= TEXTE PRÉSENTÉ =
%%
Communication de Jean-Louis Siroux pour l'atelier 3 "Ségrégation, ethnicité et nouveaux modèles et régimes de justice et d'égalité en éducation"

Jean-Louis SIROUX
Unité d'anthropologie et de sociologie
Département des sciences politiques et sociales
Université catholique de Louvain
siroux@anso.ucl.ac.be

Philippe HAMBYE
Centre de recherche VALIBEL
Département d'études romanes
Université catholique de Louvain
hambye@rom.ucl.ac.be

Résumé du projet de communication

Donner au plus grand nombre la possibilité de maîtriser la langue dominante d'une société donnée passe souvent pour un moyen efficace de rendre les conditions sociales et économiques des individus moins inégales. Ainsi, l'apprentissage de la langue dominante par les minorités linguistiques d'un pays peut être considéré comme un moyen de leur accorder de meilleures chances d'insertion socio-économique.

S'ils admettent pour la plupart ce raisonnement, les chercheurs en éducation – qu'ils soient sociologues, (socio)linguistes, didacticiens – sont souvent pris dans un dilemme lorsqu'ils sont amenés à définir des politiques linguistiques adressées aux groupes linguistiques minoritaires. En première approximation, on peut dire que ce dilemme se noue autour de l'opposition entre, d'une part, l'apprentissage de la langue majoritaire ou dominante par les minorités, et d'autre part, l'enseignement des langues minoritaires vu comme un moyen pour améliorer l'image de soi des élèves issus de groupes minoritaires.

Certes, les deux termes de cette opposition ne sont pas foncièrement incompatibles, dans la mesure où l'on peut envisager des formes d'enseignement bilingue. Cela dit, ceux-ci reflètent le plus souvent, au niveau du système éducatif, la hiérarchisation qui existe au niveau de la société dans son ensemble et qui accorde une préséance à la langue dominante. Cela laisse donc la place à des débats au sujet des priorités à établir entre ces deux objectifs éducatifs (enseignement de la langue dominante vs des langues minoritaires) qui ne peuvent manquer d'entrer en concurrence.

En Belgique, le dilemme évoqué intervient de façon particulièrement saillante dans les politiques linguistiques adressées aux communautés immigrées, ainsi que dans les recherches scientifiques qui évaluent et inspirent ces politiques. Il est intéressant à cet égard de contraster les logiques respectives de la Communauté flamande et de la Communauté française de Belgique, qui tantôt mettent l'accent sur des mesures de discrimination positive, tantôt privilégient une vision universaliste peu compatible avec la prise en compte des spécificités linguistiques.
%%
= DONNÉES FOURNIES =
%%
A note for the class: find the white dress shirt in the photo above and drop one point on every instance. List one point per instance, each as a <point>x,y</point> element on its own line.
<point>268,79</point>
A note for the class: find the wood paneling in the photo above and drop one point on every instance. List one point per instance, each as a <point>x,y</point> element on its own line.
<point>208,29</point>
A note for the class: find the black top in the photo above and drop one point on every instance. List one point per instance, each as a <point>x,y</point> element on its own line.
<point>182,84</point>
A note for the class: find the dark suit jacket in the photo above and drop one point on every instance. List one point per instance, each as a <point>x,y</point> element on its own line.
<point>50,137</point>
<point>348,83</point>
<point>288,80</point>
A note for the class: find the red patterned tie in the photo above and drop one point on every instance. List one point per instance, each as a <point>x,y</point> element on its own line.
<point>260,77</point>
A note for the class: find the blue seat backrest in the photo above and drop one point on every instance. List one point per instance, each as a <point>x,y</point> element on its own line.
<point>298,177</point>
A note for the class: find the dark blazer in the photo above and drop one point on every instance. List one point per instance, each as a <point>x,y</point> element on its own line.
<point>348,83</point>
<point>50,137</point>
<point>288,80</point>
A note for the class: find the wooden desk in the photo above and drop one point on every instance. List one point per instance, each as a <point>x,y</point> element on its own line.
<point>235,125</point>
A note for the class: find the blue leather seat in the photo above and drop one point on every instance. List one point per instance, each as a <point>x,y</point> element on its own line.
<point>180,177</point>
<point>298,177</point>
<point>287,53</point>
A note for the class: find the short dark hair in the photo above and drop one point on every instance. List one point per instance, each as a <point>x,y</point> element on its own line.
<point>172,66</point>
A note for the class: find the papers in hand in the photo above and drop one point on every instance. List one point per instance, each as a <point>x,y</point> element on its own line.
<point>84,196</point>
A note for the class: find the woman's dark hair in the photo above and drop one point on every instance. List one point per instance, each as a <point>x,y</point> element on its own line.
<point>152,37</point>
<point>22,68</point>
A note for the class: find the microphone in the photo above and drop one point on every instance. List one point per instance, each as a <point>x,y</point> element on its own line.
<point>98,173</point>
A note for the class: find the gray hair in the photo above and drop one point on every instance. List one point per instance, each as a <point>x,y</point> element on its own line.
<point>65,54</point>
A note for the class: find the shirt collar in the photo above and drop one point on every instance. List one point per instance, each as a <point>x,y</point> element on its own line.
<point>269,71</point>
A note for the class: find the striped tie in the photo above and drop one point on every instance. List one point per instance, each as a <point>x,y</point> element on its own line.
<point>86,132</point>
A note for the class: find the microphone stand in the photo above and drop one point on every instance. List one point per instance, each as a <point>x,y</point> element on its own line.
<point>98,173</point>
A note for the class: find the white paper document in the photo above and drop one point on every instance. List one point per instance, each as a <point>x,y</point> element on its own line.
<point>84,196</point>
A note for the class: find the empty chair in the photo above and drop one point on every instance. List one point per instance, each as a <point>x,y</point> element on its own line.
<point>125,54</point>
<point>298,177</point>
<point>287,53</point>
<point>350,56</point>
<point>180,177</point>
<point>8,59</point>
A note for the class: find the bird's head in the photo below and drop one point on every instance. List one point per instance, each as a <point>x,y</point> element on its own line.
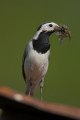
%%
= EXERCICE PROPOSÉ 1 =
Traduisez en anglais la phrase suivante du texte présenté : « Donner au plus grand nombre la possibilité de maîtriser la langue dominante d'une société donnée passe souvent pour un moyen efficace de rendre les conditions sociales et économiques des individus moins inégales. »
= EXERCICE PROPOSÉ 2 =
Pour chacun des énoncés suivants, indiquez par oui ou par non s'il concorde avec le texte présenté, puis citez les mots du texte qui tranchent.
(a) Les deux termes de l'opposition décrite sont présentés comme foncièrement incompatibles.
(b) En Belgique, le dilemme se manifeste nettement dans les politiques linguistiques adressées aux communautés immigrées.
(c) Philippe Hambye est rattaché au Centre de recherche VALIBEL.
= EXERCICE PROPOSÉ 3 =
Répondez brièvement aux questions suivantes à partir du texte présenté.
(a) À quel atelier la communication est-elle destinée ?
(b) Quels types de chercheurs en éducation le texte mentionne-t-il ?
(c) Quelles deux communautés de Belgique le texte propose-t-il de contraster ?

= RÉPONSE 1 =
Giving as many people as possible the ability to master the dominant language of a given society is often regarded as an effective way of making individuals' social and economic conditions less unequal.

= RÉPONSE 2 =
(a) Non : « les deux termes de cette opposition ne sont pas foncièrement incompatibles »
(b) Oui : « le dilemme évoqué intervient de façon particulièrement saillante dans les politiques linguistiques adressées aux communautés immigrées »
(c) Oui : « Centre de recherche VALIBEL »

= RÉPONSE 3 =
(a) À l'atelier 3 "Ségrégation, ethnicité et nouveaux modèles et régimes de justice et d'égalité en éducation".
(b) Les sociologues, les (socio)linguistes et les didacticiens.
(c) La Communauté flamande et la Communauté française de Belgique.